▶ Dataset rows
....

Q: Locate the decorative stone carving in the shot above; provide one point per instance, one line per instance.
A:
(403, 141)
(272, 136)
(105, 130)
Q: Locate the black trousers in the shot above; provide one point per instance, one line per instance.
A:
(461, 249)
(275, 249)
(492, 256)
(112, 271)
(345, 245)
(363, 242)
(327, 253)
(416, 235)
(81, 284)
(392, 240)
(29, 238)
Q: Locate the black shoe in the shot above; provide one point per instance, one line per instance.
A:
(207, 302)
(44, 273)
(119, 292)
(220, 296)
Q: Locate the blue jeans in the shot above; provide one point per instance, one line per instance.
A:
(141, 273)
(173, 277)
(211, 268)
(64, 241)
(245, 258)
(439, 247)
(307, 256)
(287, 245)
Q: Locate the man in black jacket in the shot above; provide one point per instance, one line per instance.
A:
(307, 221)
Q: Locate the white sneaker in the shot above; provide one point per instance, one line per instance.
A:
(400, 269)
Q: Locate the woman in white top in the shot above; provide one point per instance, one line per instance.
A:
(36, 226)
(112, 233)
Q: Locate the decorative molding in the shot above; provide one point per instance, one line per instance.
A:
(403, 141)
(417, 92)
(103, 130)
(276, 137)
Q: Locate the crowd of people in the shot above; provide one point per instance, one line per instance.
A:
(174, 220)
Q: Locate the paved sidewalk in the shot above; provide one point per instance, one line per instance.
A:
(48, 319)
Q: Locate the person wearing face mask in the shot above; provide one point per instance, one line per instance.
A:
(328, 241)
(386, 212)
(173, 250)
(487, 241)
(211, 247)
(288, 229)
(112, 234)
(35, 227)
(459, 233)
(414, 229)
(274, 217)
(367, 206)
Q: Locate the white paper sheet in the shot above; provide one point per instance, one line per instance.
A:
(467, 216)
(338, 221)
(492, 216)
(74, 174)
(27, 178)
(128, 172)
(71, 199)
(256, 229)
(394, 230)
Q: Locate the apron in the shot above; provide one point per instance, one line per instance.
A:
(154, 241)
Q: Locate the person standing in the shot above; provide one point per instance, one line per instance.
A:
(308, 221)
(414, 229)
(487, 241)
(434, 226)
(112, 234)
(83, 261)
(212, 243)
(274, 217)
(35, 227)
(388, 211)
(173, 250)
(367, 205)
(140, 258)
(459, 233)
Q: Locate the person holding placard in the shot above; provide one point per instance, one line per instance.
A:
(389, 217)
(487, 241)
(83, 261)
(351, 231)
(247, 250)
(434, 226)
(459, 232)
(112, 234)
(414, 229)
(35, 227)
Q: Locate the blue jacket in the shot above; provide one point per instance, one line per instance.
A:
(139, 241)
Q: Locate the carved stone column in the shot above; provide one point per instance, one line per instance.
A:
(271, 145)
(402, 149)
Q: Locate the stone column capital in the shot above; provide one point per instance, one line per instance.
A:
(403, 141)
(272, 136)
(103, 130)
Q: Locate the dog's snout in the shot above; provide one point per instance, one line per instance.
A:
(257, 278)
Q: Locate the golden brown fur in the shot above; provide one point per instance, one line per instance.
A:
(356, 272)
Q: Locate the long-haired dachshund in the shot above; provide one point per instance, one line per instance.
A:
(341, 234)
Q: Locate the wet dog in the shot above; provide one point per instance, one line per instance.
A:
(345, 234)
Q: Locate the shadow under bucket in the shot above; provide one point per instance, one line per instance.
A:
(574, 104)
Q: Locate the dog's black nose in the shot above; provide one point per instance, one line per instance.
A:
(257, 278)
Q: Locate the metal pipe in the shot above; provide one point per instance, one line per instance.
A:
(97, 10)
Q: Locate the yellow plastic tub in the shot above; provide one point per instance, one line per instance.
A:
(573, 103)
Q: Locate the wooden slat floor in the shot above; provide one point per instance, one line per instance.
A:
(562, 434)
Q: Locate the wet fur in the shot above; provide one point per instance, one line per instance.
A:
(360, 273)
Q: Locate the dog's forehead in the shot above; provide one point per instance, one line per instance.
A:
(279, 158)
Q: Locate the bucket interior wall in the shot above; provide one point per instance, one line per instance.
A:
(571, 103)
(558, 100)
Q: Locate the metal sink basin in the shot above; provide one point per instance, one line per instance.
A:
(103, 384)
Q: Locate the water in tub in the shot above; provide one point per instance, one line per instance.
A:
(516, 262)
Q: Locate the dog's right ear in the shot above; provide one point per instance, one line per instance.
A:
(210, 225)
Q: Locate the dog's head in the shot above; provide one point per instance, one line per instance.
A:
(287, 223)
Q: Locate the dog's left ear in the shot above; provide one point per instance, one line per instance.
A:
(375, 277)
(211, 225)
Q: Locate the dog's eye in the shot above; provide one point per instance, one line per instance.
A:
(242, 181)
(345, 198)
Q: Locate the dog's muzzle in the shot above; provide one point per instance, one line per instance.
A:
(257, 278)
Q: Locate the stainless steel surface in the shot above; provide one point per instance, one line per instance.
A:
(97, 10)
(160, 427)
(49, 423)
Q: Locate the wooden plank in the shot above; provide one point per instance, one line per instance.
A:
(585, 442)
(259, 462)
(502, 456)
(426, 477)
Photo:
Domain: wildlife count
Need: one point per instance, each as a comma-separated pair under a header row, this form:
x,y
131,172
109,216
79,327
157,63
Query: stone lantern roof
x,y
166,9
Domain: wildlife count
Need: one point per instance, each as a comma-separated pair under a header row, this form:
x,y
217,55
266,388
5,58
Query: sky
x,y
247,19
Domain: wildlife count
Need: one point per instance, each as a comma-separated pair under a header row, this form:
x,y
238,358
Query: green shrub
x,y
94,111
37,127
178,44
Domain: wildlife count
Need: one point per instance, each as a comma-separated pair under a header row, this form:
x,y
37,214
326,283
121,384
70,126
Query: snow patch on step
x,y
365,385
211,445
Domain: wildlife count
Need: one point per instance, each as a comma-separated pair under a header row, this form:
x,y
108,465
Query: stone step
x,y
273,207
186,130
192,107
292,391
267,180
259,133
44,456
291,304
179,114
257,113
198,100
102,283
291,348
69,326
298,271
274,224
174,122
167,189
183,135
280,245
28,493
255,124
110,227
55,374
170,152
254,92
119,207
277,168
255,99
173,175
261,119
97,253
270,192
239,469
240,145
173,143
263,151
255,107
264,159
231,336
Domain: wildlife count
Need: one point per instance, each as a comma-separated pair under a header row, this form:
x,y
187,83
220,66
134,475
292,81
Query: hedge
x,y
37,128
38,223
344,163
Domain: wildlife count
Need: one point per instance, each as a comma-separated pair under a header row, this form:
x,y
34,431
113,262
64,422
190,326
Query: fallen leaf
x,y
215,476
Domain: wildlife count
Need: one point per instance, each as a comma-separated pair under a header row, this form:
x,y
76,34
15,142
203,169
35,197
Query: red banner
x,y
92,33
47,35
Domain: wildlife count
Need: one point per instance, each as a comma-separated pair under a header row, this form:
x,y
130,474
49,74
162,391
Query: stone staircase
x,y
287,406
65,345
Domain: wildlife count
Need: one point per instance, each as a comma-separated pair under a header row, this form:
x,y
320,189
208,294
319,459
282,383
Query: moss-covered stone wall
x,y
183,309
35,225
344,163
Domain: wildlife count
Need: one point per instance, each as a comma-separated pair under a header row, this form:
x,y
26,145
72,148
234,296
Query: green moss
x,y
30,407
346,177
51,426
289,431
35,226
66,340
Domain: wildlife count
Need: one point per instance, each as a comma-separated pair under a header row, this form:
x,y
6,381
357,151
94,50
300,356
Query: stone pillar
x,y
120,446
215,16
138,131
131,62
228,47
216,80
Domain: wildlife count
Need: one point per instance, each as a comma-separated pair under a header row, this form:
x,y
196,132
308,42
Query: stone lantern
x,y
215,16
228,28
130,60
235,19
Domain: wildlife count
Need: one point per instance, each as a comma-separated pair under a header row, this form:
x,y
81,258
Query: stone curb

....

▶ Task directions
Reproduce the entries above in full by retyping them exactly.

▶ Response below
Q: Locate the decorative stone carving in the shot above; provide one point per instance, one line per instance.
A:
(403, 141)
(272, 136)
(105, 130)
Q: Locate the black trousers in the shot above; provide one point per instance, one line per instance.
A:
(461, 249)
(275, 249)
(492, 256)
(112, 271)
(345, 245)
(363, 242)
(327, 253)
(416, 235)
(81, 284)
(392, 240)
(29, 238)
Q: Locate the black shoe in the shot above; provide one point per instance, one line per instance.
A:
(207, 302)
(44, 273)
(119, 292)
(220, 296)
Q: Locate the blue jeans in the shot above; provide one point per instance, one line per instance.
A:
(141, 273)
(173, 277)
(211, 268)
(64, 241)
(245, 258)
(439, 247)
(307, 256)
(287, 245)
Q: Locate the man in black jacket in the shot above; provide one point per instance, one line per instance.
A:
(307, 221)
Q: Locate the white sneaker in the shot above; provide one point per instance, one line per instance.
A:
(400, 269)
Q: Locate the woman in white top in the shot above; provide one point per instance, one line per instance.
A:
(36, 226)
(112, 233)
Q: Locate the decorative molding in the shot above; provide one point per instance, one line per instance.
A:
(403, 141)
(417, 92)
(103, 130)
(276, 137)
Q: Locate the crowd of people in the shot above; provide one point per instance, one line per instance.
A:
(174, 220)
Q: Locate the paved sidewalk in the shot above; provide one point per instance, one line per instance.
A:
(48, 319)
Q: Locate the person wearing face mask in the shot above; provide one point per instance, one line per instance.
A:
(328, 241)
(386, 212)
(173, 250)
(487, 241)
(211, 247)
(288, 229)
(112, 234)
(35, 227)
(459, 233)
(414, 229)
(274, 217)
(367, 206)
Q: Locate the white paper sheet in the shot above; provide one point per instance, one line per instance.
A:
(467, 216)
(338, 221)
(492, 216)
(74, 174)
(27, 178)
(128, 172)
(71, 199)
(256, 229)
(394, 230)
Q: Locate the apron in the shot above; provide one point per instance, one line per instance.
A:
(154, 241)
Q: Locate the person standing in the shot above; provide one point per instance, one line per instance.
A:
(308, 221)
(414, 229)
(487, 241)
(434, 226)
(112, 234)
(83, 261)
(212, 243)
(274, 217)
(35, 227)
(388, 211)
(173, 250)
(367, 205)
(140, 258)
(459, 233)
Q: Locate the person holding placard in the shot above; provide one point per instance, one line per instance.
A:
(389, 217)
(487, 241)
(83, 261)
(351, 231)
(247, 250)
(434, 226)
(459, 232)
(112, 234)
(414, 229)
(35, 227)
Q: Locate the blue jacket in the shot above; provide one point per instance, one line per instance.
A:
(139, 241)
Q: Locate the carved stone column in the shot above; provide one point per instance, one line per instance.
A:
(271, 145)
(402, 149)
Q: Locate the stone column capital in the shot above; provide one point per instance, one line per instance.
A:
(403, 141)
(272, 136)
(103, 130)
Q: Locate the dog's snout in the shot above; provide one point per instance, one line per instance.
A:
(257, 278)
Q: Locate the golden brown fur in the shot above; provide one point per instance, one line per instance.
A:
(356, 272)
Q: Locate the long-haired dachshund in the shot above; provide one point per instance, one line per instance.
A:
(341, 234)
Q: Locate the wet dog in the shot above; provide one point per instance, one line per instance.
A:
(345, 234)
Q: Locate the shadow under bucket in the shot above; provide one point per instance, one line per instance.
A:
(574, 104)
Q: Locate the dog's black nose in the shot above; provide one point per instance, one line per instance.
A:
(257, 278)
Q: Locate the metal pipe in the shot above; provide one point per instance, one line per instance.
A:
(97, 10)
Q: Locate the yellow plastic tub in the shot above; provide one point per instance, one line per instance.
A:
(573, 103)
Q: Locate the wooden slat floor in the shot above; provide one point per instance, one line per instance.
A:
(562, 434)
Q: Locate the wet fur in the shot above; provide one point per instance, one line per instance.
A:
(360, 273)
Q: Locate the dog's forehead in the shot above; provide one point per instance, one line per instance.
A:
(279, 158)
Q: Locate the bucket interior wall in the shot above; provide one point per instance, one line per instance.
A:
(571, 103)
(558, 100)
Q: Locate the metal sink basin in the shot above; provide one point per instance, one line per instance.
A:
(103, 384)
Q: Locate the water in tub in the shot above; provide one point per instance, one line per instance.
A:
(516, 262)
Q: Locate the dog's right ear in the shot above; provide one point per instance, one line per instance.
A:
(210, 225)
Q: Locate the dog's head in the shot above; provide one point per instance, one line per instance.
A:
(287, 223)
Q: Locate the dog's left ear in the shot above; provide one point per instance, one line per instance.
A:
(375, 277)
(211, 225)
Q: Locate the dog's eye in the shot above; provide one point per instance, one line per instance.
A:
(242, 181)
(345, 198)
Q: Locate the dog's muzzle in the shot above; provide one point per instance, one line per instance.
A:
(257, 278)
Q: Locate the stainless steel surface in the shot above; provide one point per instance, one line per instance.
A:
(97, 10)
(160, 427)
(49, 423)
Q: Locate the wooden plank in the shot above; provide one point per instance, one line per instance.
A:
(585, 442)
(259, 462)
(502, 456)
(426, 477)
Photo:
Domain: wildlife count
Need: one point per instance, each as a comma-separated pair under a header row, this form:
x,y
131,172
109,216
79,327
157,63
Query: stone lantern roof
x,y
166,9
Domain: wildlife count
Need: one point per instance, each as a comma-separated pair under a header row, this form:
x,y
217,55
266,388
5,58
Query: sky
x,y
247,19
Domain: wildlife count
Need: one point per instance, each as a comma-separated pair under a header row, this form:
x,y
238,358
Query: green shrub
x,y
94,111
37,127
178,44
Domain: wildlife count
Need: one point per instance, each as a comma-separated pair under a header row, this form:
x,y
37,214
326,283
121,384
70,126
Query: snow patch on step
x,y
365,385
211,445
Domain: wildlife count
Need: one point per instance, each as a comma-separated pair under a header row, this form:
x,y
108,465
Query: stone step
x,y
273,207
186,130
192,107
292,391
267,180
259,133
44,456
291,304
179,114
257,113
198,100
102,283
291,348
69,326
298,271
274,224
174,122
167,189
183,135
280,245
28,493
255,124
110,227
55,374
170,152
254,92
119,207
277,168
255,99
173,175
261,119
97,253
270,192
239,469
240,145
173,143
263,151
255,107
264,159
231,336
Domain: wildlife count
Need: one point per instance, each as a comma-separated pair under a header row, this form:
x,y
187,83
220,66
134,475
292,81
Query: hedge
x,y
37,128
38,223
344,163
Domain: wildlife count
Need: one point per instance, each as a comma-separated pair under a header row, this form:
x,y
34,431
113,262
64,422
190,326
Query: fallen leaf
x,y
215,476
Domain: wildlife count
Need: one point per instance, each as a comma-separated pair under a header row, this form:
x,y
76,34
15,142
203,169
35,197
Query: red banner
x,y
92,33
47,35
Domain: wildlife count
Need: one point per instance, each as a comma-separated pair under a header row, this form:
x,y
130,474
49,74
162,391
Query: stone staircase
x,y
287,406
65,345
Domain: wildlife count
Need: one point per instance, each as a comma-separated pair under a header row, this form:
x,y
320,189
208,294
319,459
282,383
Query: moss-covered stone wall
x,y
183,309
35,225
344,163
Domain: wildlife count
Need: one point per instance, each as a comma-separated pair under a header row, this form:
x,y
26,145
72,148
234,296
Query: green moss
x,y
30,407
346,177
51,426
289,431
35,226
66,340
Domain: wildlife count
Need: one point per instance, each as a comma-separated pair under a header row, this form:
x,y
6,381
357,151
94,50
300,356
Query: stone pillar
x,y
120,446
215,16
138,131
131,62
228,47
216,80
Domain: wildlife count
Need: one point per instance, each as a comma-separated pair under a header row, this form:
x,y
196,132
308,42
Query: stone lantern
x,y
215,16
228,28
130,60
235,19
Domain: wildlife count
Need: one point per instance, each as a comma-separated pair under a header row, this form:
x,y
81,258
Query: stone curb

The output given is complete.